• **LIST OF TASKS**
• a. Answer these questions using the text on preserving meat.
(i) Which wood should be avoided for smoking, and what does it do to the meat?
(ii) At what temperature range should the meat be kept for proper preservation?
(iii) How often must preservatives be applied?
• b. Rewrite the passage of the text on preserving meat between "Firstly, you need" and "not cook it.", inclusive, swapping "maple" for "hickory".

• **DOCUMENT EXTRACT**
Once the meat is properly dried, store them in bags or containers that are airtight. If you are stacking several pieces of meat in one container, you should ensure that there is a fat layer of slat between each piece.
One of the most effective methods is to simply cut your meat into small pieces and place them to dehydrate under the sunlight. You can also place rods or racks of wood between trees to hang the pieces of meat. Do use game nags or fishnets to protect the drying meat from flies or insects. Do not forget to flip the meat pieces every now and then.
Afterward, place the meat in airtight bags to prevent bacteria from getting in. You should know that this method might result in a lack of flavor compared to other methods.
In order to smoke the meat, you will have to keep the meat on the fire. As this method takes a long time to preserve the meat, be prepared to keep the fire going for quite a while. With smoking, the surface of the meat will get an acidic texture, which will prevent the buildup of bacteria.
Firstly, you need to pick a good hardwood such as oak or maple. If they have a good smell, the meat you plan to consume will have a good smell as well. Avoid the use of pine, as it will offer an extremely bitter flavor to the meat.
Make sure that the wood is dry, that is, do not use fresh wood as it can be wet. Wet wood does not burn properly, and it can be harmful to your health too.
Secondly, to keep as much smoke around the meat as possible, you have to create a canopy. Materials that are fire-resistant can be used for this purpose. If you do not have them, you can use pieces of lumber. The meat should not be placed too close to the fire as you want to preserve and dehydrate it, not cook it.
For proper preservation, the meat should be kept at a temperature of 110–160 °F. So, make sure you have a thermometer with you.
If you want the easiest option, you can simply opt for preservatives. They consist of a mixture of citric acid and form a crust on the surface of the meat that makes it impossible for bacteria to grow. You will have to apply them regularly, every other day. Make sure you remove the acidic crust before cooking the meat.

• **RECORDS**

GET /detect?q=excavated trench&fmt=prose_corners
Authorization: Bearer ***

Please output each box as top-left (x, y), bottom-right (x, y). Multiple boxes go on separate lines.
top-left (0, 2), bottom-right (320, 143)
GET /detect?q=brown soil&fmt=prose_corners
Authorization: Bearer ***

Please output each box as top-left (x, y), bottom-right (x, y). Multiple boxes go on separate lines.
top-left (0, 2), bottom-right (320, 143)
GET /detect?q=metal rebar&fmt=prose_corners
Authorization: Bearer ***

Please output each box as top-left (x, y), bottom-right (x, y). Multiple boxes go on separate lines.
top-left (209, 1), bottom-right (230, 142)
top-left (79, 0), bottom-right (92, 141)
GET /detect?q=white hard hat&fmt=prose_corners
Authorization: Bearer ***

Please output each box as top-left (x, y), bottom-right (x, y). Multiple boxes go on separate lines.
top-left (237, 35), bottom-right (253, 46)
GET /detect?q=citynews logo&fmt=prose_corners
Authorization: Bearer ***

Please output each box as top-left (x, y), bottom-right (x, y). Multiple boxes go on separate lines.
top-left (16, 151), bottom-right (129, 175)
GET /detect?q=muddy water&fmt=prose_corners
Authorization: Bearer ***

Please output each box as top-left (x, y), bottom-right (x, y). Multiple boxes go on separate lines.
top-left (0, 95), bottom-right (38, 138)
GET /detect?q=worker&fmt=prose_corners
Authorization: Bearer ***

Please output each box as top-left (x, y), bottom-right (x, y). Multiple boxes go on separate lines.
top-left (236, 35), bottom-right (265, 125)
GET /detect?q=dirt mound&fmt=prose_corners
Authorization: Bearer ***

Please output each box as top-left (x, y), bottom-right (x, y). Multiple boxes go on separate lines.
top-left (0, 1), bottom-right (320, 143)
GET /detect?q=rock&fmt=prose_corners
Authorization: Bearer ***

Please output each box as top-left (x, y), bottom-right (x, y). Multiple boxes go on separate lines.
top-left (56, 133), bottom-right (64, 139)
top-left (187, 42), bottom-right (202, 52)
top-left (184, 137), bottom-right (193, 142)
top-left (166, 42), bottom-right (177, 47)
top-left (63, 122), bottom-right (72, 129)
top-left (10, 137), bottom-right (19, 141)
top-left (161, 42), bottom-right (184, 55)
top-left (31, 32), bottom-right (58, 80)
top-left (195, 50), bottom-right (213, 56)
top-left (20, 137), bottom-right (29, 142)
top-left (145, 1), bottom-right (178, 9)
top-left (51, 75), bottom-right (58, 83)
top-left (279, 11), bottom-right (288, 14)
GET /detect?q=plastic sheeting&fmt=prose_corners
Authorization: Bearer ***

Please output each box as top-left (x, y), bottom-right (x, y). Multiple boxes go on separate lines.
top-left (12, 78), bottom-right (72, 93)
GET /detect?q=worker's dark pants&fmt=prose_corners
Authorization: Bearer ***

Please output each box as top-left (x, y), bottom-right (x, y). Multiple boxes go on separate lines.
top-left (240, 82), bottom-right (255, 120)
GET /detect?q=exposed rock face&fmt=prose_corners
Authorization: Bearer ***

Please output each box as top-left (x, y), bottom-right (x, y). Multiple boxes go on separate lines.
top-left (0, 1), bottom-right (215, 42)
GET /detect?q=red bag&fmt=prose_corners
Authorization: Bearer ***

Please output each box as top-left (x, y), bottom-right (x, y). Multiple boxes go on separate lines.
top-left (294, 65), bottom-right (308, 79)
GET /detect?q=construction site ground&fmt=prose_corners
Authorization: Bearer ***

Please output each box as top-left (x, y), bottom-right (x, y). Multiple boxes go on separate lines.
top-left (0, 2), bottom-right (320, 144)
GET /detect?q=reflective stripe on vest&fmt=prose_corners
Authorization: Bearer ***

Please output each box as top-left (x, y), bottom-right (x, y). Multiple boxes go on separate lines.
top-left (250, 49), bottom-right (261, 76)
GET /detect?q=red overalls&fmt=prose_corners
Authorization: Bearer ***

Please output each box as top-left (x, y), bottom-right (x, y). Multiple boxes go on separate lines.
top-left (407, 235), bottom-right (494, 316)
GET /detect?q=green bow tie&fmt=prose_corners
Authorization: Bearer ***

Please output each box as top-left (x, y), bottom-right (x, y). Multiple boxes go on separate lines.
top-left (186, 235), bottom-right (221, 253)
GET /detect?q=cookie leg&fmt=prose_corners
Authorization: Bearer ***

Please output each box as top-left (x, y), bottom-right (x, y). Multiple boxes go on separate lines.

• **SOLUTIONS TO THE TASKS**
• a.
(i) Pine should be avoided, because it gives the meat an extremely bitter flavor.
(ii) 110–160 °F.
(iii) Every other day.

• b.
Firstly, you need to pick a good hardwood such as oak or hickory. If they have a good smell, the meat you plan to consume will have a good smell as well. Avoid the use of pine, as it will offer an extremely bitter flavor to the meat.
Make sure that the wood is dry, that is, do not use fresh wood as it can be wet. Wet wood does not burn properly, and it can be harmful to your health too.
Secondly, to keep as much smoke around the meat as possible, you have to create a canopy. Materials that are fire-resistant can be used for this purpose. If you do not have them, you can use pieces of lumber. The meat should not be placed too close to the fire as you want to preserve and dehydrate it, not cook it.